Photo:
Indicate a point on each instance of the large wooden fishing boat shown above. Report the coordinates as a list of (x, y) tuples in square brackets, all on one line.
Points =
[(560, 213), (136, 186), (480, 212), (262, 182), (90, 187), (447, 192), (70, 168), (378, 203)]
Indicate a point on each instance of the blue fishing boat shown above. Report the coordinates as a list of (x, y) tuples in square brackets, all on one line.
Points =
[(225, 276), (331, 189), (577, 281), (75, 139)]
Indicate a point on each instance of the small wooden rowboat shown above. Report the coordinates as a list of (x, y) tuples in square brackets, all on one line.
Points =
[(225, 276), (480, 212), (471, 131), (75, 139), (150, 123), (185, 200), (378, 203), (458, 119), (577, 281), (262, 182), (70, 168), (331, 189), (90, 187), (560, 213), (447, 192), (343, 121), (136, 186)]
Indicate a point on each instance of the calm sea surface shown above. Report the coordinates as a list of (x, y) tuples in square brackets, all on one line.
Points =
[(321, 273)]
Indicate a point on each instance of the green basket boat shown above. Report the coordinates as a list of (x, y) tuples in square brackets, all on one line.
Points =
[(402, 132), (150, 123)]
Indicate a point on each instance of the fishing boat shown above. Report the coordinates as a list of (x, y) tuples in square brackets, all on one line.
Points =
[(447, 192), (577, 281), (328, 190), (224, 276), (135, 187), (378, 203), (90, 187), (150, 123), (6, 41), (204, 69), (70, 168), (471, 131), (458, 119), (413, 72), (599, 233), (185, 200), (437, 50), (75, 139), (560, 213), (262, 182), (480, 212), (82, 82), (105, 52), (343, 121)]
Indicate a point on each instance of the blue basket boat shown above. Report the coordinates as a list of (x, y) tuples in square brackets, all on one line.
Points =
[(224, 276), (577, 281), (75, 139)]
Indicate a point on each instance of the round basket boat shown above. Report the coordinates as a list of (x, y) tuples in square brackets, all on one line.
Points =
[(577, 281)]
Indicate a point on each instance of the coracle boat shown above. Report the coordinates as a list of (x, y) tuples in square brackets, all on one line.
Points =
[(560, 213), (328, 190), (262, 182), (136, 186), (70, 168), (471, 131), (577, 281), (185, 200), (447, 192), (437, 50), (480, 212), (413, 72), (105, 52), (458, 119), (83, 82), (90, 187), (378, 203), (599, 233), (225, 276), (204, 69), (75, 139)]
------------
Give the tally of lines in the listing above that contain the string "wooden", with nothing besides it.

2